EXTRAIT CHOISI =

- - - - -

L’équipement des services avec 50 scopes de surveillance multi-paramétriques (Masimo Rad 97), grâce à un financement de l’ARS, s’est donc accompagné d’un travail de fond sur la modification des protocoles et critères d’appel avec l’adoption de scores d’alerte précoce capables de prédire une aggravation importante (Score NEWS et score ROX).
« Les scopes sont un véritable outil d’aide à la décision pour les équipes infirmières. Ils calculent automatiquement le score et indiquent le niveau de risque présenté par les patients ainsi que les mesures à adopter. C’est un gain considérable en termes de sécurité. Infirmiers et cliniciens sont sensibilisés à la prise en charge avant même que la détresse ne survienne. Un gain de temps précieux également, d’autant que les données stockées dans l’appareil pourront être très bientôt transférées au dossier patient informatisé. » (Dr Valery BLASCO)
L’installation des appareils est intervenue peu de temps avant le début de la pandémie de COVID 19 et a joué un rôle absolument crucial dans la gestion de l’afflux de patients en soins critiques :
« Le déploiement des moniteurs de surveillance dans les services a permis de garder des patients COVID sous oxygénothérapie haut débit sans complication et avec une prise en charge en réanimation en temps voulu. Sans cette stratégie, les réanimations auraient été débordées et la crise aurait été beaucoup plus grave. » (Pr Nicolas BRUDER, Chef du service d’Anesthésie Réanimation)
Le projet fait d’ailleurs des émules. Lorsqu’il a été mis en place à la Timone, aucun autre Centre en France et en Europe ne disposait de pareil équipement. Le Centre hospitalier de Barcelone s’est depuis doté de moniteurs identiques, et plusieurs CH français songent actuellement à reprendre le modèle.

- - - - -

JEU DE DONNÉES =

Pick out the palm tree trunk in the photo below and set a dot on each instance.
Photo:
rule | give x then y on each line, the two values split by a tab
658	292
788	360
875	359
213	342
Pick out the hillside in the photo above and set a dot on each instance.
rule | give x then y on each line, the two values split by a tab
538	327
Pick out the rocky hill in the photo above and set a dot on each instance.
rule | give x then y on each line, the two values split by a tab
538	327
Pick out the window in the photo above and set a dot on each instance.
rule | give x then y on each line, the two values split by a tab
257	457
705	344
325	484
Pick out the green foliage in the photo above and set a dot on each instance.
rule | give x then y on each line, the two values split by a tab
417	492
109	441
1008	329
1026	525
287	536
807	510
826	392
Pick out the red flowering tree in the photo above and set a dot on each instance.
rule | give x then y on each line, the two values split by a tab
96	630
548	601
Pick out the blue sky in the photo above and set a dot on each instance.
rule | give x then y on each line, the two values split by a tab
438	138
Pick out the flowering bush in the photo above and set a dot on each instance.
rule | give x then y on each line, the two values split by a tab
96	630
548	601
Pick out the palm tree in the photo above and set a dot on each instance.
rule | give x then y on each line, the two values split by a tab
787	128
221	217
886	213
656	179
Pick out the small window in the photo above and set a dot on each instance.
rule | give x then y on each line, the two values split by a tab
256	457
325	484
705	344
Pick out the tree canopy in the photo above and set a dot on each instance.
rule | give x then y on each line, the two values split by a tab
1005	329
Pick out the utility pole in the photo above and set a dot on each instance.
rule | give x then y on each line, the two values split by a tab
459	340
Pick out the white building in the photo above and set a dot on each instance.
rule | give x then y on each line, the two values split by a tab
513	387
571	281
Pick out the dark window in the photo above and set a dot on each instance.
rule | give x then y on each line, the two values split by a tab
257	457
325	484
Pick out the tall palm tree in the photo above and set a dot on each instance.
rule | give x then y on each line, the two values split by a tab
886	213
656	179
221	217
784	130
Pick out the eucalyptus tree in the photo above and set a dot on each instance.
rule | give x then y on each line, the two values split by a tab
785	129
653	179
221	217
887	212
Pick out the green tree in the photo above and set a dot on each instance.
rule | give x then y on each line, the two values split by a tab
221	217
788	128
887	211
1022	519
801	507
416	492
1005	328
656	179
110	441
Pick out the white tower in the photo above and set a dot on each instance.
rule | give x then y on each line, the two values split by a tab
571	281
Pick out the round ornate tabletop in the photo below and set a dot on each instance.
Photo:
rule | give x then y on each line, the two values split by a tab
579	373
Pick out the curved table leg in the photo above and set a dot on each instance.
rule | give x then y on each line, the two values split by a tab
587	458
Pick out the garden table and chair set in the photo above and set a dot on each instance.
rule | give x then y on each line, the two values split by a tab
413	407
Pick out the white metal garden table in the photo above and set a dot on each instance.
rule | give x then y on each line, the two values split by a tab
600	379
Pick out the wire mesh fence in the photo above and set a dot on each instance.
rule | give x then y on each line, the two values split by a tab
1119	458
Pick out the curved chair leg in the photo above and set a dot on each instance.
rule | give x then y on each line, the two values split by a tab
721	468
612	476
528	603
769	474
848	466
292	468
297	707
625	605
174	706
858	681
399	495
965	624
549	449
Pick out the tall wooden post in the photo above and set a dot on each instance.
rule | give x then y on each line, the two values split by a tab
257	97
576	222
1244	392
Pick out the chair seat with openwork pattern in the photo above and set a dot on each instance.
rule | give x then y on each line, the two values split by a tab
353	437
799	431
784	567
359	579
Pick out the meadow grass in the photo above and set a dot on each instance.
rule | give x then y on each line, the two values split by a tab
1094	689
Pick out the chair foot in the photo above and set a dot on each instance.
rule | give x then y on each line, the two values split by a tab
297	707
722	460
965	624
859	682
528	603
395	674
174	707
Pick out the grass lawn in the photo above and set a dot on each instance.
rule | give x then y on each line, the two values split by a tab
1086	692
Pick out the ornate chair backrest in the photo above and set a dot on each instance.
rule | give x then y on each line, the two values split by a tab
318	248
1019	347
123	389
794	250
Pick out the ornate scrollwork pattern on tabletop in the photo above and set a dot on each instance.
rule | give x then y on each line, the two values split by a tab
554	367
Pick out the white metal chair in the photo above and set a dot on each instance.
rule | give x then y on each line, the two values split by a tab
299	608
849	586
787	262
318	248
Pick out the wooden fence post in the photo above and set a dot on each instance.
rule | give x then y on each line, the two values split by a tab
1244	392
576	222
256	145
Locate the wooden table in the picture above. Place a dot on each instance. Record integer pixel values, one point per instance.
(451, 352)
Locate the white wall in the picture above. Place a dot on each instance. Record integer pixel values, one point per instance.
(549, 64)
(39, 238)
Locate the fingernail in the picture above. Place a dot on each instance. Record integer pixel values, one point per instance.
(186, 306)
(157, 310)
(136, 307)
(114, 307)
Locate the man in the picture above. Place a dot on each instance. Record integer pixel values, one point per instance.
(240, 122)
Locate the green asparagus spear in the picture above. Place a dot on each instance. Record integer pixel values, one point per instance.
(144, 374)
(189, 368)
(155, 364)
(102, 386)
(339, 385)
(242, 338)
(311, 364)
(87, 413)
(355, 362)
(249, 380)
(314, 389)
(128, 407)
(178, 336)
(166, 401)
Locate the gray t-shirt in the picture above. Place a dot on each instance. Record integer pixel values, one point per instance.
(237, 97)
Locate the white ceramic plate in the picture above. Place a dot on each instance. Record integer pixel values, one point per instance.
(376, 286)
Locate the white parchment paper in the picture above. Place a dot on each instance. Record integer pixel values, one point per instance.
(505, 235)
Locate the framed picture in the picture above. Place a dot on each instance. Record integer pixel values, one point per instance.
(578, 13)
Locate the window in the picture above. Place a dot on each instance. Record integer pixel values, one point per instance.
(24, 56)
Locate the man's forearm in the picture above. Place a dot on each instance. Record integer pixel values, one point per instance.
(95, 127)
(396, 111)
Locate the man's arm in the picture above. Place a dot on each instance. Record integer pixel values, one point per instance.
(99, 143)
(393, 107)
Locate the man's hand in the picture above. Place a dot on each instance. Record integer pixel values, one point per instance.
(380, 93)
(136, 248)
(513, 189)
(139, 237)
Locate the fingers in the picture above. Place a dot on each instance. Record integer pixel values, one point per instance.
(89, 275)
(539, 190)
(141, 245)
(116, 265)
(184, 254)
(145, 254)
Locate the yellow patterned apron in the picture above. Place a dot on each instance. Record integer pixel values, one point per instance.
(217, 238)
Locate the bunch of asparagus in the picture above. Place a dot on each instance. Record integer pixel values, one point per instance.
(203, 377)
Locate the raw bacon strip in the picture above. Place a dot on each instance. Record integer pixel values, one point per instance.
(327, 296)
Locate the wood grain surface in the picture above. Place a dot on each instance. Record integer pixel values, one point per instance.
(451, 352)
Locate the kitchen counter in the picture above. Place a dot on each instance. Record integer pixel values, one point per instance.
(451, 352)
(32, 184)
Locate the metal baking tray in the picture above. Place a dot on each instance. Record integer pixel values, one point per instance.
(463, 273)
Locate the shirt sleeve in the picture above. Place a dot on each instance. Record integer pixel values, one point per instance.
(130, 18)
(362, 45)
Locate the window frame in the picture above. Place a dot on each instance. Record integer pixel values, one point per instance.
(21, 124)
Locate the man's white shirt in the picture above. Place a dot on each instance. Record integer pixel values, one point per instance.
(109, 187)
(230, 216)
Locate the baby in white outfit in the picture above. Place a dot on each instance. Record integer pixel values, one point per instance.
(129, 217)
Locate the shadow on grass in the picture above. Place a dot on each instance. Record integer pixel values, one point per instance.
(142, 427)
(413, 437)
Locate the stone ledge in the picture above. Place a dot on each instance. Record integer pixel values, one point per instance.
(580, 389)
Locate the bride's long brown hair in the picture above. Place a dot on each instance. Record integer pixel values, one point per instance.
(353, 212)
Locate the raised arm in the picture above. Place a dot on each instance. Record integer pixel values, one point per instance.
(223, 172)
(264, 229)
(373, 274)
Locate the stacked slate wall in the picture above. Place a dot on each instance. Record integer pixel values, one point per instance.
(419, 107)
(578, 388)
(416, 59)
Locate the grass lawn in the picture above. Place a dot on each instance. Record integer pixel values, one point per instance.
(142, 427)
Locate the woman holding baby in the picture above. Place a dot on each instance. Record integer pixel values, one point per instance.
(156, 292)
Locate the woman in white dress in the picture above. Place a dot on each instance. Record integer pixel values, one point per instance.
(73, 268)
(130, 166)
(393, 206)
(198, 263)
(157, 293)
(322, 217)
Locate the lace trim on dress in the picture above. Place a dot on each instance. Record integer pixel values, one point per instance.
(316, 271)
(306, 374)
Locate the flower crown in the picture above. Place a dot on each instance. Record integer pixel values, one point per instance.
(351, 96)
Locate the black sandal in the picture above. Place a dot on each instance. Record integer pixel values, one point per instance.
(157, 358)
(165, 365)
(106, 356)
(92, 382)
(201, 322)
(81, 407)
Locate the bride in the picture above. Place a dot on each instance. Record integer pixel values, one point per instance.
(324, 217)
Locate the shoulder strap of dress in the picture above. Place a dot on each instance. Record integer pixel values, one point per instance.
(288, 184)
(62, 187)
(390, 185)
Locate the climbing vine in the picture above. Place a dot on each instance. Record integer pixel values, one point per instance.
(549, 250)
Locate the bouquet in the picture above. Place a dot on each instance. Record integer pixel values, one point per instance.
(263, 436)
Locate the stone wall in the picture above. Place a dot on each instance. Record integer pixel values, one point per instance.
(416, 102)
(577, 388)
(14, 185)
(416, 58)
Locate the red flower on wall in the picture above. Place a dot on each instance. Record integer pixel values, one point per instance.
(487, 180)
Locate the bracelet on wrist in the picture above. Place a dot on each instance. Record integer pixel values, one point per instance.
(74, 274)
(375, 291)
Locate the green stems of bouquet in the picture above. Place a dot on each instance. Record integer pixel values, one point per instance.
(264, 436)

- - - - -

CONSIGNE = Reprenez l'extrait sur les scopes de surveillance installés à la Timone après sa dernière phrase et rédigez-en la suite.

CORRIGÉ =
Au plus fort de la crise COVID, les scopes ont permis de déterminer quels malades allaient devoir être hospitalisés, quels patients allaient devoir être transférés en réanimation. Leur présence a été essentielle pour réaliser la conversion de lits d’hospitalisation conventionnelle en lits de surveillance continue. Les patients COVID placés sous Optiflow doivent en effet faire l’objet d’une surveillance de chaque instant. Il arrive par exemple qu’ils se débranchent des lunettes d’oxygène pendant leur sommeil. Si le problème n’est pas rapidement repéré et réglé, ils peuvent en mourir par arrêt cardiaque hypoxémique. Depuis les 3ème et 4ème vagues, les équipes s’appuient en outre sur des capteurs (Radius PPG) qui mesurent en continu la fréquence respiratoire, la saturation en oxygène et la fréquence cardiaque.
Les données sont transmises par bluetooth aux scopes de surveillance situés en dehors des chambres, ce qui permet d’isoler les patients tout en sécurisant l’administration d’oxygène.
Loin d’occulter la dimension humaine, les appareils et le score qu’ils fournissent entraînent une meilleure répartition des soins avec du temps supplémentaire pouvant être consacré à chaque patient. Ils favorisent également la discussion entre les infirmiers et le personnel médical, ainsi que les échanges avec les familles.
Des scopes ont récemment été déployés dans les services de pédiatrie pour mieux faire face notamment aux épidémies de bronchiolite, pathologie susceptible de déclencher elle aussi des détresses respiratoires.
L’adoption de ces dispositifs et les changements qu’ils ont permis sont le fruit d’un engagement sans faille des équipes médicales et soignantes, ainsi que des différentes directions hospitalières : Direction de site, Direction des équipements, Coordination générale des soins, Direction de la qualité, Direction des Services Numériques.